| Text excerpt |
--- START ---

Applied Trophology, Vol. 3, No. 7
(July 1959)

Notes on Mineral Metabolism

The following is a transcription of the July 1959 issue of Dr. Royal Lee’s Applied Trophology newsletter, originally published by Standard Process Laboratories.

Also in this issue:

  • Butter
  • Nutritional Disturbances
  • Tip of the Month (Cramps)
  • High Points of Orchex

Notes on Mineral Metabolism

Mineral deficiencies are just as critical in modern diets as vitamin deficiencies. We have possibly heard a disproportionate review of vitamin deficiencies, as it is now apparent that in our whole pattern of modern foods the refining processes have robbed us just as much in the mineral aspect as in the vitamin phase.

First, let us consider table salt. We are warned today of the dangers of too much salt. Yes, we all know that too much sugar is bad. But we have not yet become properly aware that the reason they are both nutritionally bad is that both have been robbed by refining.

--- END ---

| Task item |
Revise the stretch of the Applied Trophology newsletter that opens with "Also in this" and closes with "the vitamin phase.", and write it out again with "milling processes" in place of "refining processes".

| Data listing |
--- START ---

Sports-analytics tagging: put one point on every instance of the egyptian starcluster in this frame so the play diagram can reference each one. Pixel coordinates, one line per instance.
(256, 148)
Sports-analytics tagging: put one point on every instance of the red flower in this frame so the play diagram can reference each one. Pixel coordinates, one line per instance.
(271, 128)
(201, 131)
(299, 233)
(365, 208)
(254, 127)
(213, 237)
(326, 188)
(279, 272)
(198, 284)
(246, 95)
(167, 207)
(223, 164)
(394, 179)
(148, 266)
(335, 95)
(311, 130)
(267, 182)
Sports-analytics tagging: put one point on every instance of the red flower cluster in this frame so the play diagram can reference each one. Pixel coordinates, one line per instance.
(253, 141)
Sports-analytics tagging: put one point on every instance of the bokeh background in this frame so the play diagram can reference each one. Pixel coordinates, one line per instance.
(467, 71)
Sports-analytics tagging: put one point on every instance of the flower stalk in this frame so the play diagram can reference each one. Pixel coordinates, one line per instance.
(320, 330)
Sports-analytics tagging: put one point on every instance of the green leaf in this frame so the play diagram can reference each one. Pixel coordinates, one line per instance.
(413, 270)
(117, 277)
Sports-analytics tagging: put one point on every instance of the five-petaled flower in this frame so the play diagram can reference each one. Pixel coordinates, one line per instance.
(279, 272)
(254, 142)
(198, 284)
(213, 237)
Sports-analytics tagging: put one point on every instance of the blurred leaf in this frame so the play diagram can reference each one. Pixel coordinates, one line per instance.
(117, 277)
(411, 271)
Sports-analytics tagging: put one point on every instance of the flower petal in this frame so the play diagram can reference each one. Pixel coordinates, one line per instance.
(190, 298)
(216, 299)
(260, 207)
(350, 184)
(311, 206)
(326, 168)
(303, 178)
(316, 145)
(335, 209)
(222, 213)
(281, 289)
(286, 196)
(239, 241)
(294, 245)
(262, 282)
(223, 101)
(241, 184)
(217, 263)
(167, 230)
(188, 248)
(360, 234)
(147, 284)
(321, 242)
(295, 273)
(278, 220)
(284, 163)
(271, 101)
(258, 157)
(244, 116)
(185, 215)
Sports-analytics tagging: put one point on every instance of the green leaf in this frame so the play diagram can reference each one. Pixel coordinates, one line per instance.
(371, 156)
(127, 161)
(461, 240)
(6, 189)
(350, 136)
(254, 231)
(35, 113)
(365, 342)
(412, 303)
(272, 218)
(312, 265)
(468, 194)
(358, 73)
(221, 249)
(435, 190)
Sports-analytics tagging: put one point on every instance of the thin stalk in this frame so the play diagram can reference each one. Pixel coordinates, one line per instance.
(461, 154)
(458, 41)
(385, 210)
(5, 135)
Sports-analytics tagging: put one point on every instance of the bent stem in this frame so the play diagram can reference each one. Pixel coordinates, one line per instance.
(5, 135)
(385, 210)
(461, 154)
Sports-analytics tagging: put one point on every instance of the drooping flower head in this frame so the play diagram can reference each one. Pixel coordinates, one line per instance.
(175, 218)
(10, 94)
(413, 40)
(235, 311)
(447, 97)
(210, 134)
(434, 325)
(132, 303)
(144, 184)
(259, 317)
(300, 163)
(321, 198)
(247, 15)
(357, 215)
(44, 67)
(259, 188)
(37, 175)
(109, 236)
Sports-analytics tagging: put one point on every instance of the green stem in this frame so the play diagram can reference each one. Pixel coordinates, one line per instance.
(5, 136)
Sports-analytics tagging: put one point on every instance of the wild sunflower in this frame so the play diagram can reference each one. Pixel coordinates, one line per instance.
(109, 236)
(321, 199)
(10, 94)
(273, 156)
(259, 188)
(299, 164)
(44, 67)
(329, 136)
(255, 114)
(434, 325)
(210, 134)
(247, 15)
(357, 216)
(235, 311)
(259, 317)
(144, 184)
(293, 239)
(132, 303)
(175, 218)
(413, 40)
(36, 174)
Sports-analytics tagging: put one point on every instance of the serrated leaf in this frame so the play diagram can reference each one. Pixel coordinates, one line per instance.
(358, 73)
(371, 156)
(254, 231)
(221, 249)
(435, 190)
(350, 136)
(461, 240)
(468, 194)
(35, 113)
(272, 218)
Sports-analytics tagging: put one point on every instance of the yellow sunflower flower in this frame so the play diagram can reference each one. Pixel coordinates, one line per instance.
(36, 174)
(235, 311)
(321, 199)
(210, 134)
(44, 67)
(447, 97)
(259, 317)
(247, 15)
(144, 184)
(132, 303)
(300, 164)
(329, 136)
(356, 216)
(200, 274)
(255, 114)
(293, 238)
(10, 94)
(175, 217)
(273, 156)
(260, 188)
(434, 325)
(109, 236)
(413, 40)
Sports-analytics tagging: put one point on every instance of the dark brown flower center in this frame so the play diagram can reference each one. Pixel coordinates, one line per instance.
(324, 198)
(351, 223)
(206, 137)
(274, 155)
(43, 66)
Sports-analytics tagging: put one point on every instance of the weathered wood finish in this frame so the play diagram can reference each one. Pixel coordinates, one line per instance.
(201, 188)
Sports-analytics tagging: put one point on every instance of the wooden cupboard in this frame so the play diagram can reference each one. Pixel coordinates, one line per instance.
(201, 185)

--- END ---

| Task output |
Also in this issue:

  • Butter
  • Nutritional Disturbances
  • Tip of the Month (Cramps)
  • High Points of Orchex

Notes on Mineral Metabolism

Mineral deficiencies are just as critical in modern diets as vitamin deficiencies. We have possibly heard a disproportionate review of vitamin deficiencies, as it is now apparent that in our whole pattern of modern foods the milling processes have robbed us just as much in the mineral aspect as in the vitamin phase.